=== Source ===

Legendary newsman Steve Barrett’s battle for justice after AFP witch-hunt shows importance of free media
Partisan politics and activist campaigning are undermining Australia’s institutions, including government, the law, the judiciary, the police and sections of the media.
Ironically, much recent institutional politicisation has been driven by conservative governments that have demanded a less political ABC.
Former prime minister Scott Morrison in February 2022 apologised in the parliament to former Liberal Party staffer Brittany Higgins for an alleged rape that had not even been tested in the courts.
Morrison did not defend his then attorney-general, Christian Porter, from tenuous historical rape allegations put by the ABC in 2021 on behalf of friends of a dead woman they claim Porter raped when both were high school students. Porter denied the story outright.
Nor did Morrison defend his then education minister, Alan Tudge, from November 2020 revelations on the ABC about a 2017 consensual affair with staffer Rachelle Miller.
Yet the Coalition oversaw the payment of $650,000 to Miller while the new Labor government paid $2.4m to Higgins without even obtaining independent legal advice about the commonwealth’s prospects in court. The minister in whose department Higgins worked, Linda Reynolds, and her chief of staff, Fiona Brown, were barred from attending the one-day legal negotiation in December 2022.
The involvement of then Labor frontbenchers Penny Wong and Katy Gallagher, a personal friend of Higgins’ fiance, David Sharaz, in pursuing the politics of the Higgins allegations is well-known, as was the role of ousted former Coalition PM Malcolm Turnbull – succeeded by Morrison – in driving ABC reporting of the Porter and Tudge allegations.
Newly named ABC chair Kim Williams will have his work cut out trying to police the impartiality he rightly claimed last week should be essential to the corporation’s journalism.
Reflect on the role of the ABC in the failed witch-hunt against the late Cardinal George Pell over child abuse allegations against two teenagers unknown to him inside Melbourne’s St Patrick’s Cathedral in his early days as archbishop of Melbourne.
The credibility of the ABC, Victoria Police and the state judiciary was damaged by the pursuit of Pell but at least the High Court of Australia, in a 7-0 decision, ultimately overturned the conviction. That April 2020 decision, a slap to the ABC, was rejected by several senior ABC staff who claimed on social media the result did not mean Pell was innocent.
In the Higgins matter, the political framing of the MeToo movement to hurt the Morrison government damaged the ABC’s journalism, and Network Ten’s. The case raised doubts about the Australian Federal Police, the ACT legal system and the ACT DPP. Some journalists even publicly questioned the legal principle of the presumption of innocence – the bedrock of the justice system.
The Coalition federal government directly threatened journalists in June 2019 AFP raids on then News Corp journalist Annika Smethurst’s home, and two ABC reporters. Now disgraced former Home Affairs director Mike Pezzullo pursued reporters over stories partly based on a leaked document in which he proposed allowing the Australian Signals Directorate to access the private information of Australians.

=== Dataset excerpt ===

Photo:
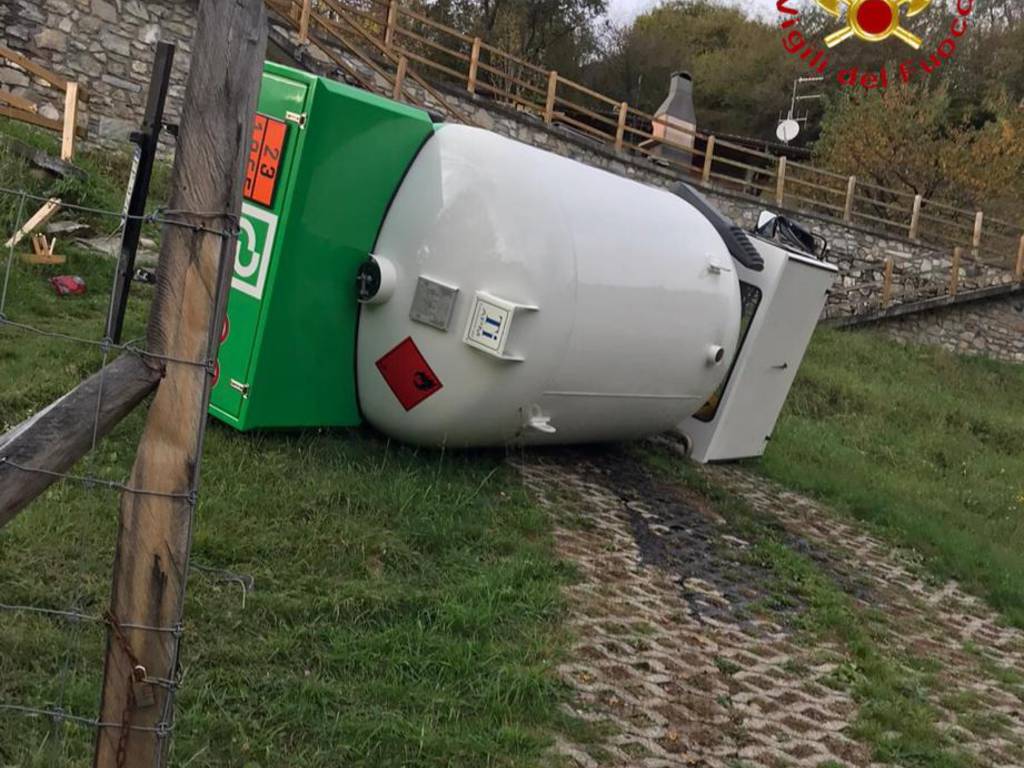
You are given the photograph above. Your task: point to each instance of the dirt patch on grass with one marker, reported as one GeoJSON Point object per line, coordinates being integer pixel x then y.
{"type": "Point", "coordinates": [672, 648]}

===

### Goal
Reproduce the stretch of the opinion piece from "Former prime minister" through "staffer Rachelle Miller.". The material after the opinion piece stands apart from it.

### Response for this exercise
Former prime minister Scott Morrison in February 2022 apologised in the parliament to former Liberal Party staffer Brittany Higgins for an alleged rape that had not even been tested in the courts.
Morrison did not defend his then attorney-general, Christian Porter, from tenuous historical rape allegations put by the ABC in 2021 on behalf of friends of a dead woman they claim Porter raped when both were high school students. Porter denied the story outright.
Nor did Morrison defend his then education minister, Alan Tudge, from November 2020 revelations on the ABC about a 2017 consensual affair with staffer Rachelle Miller.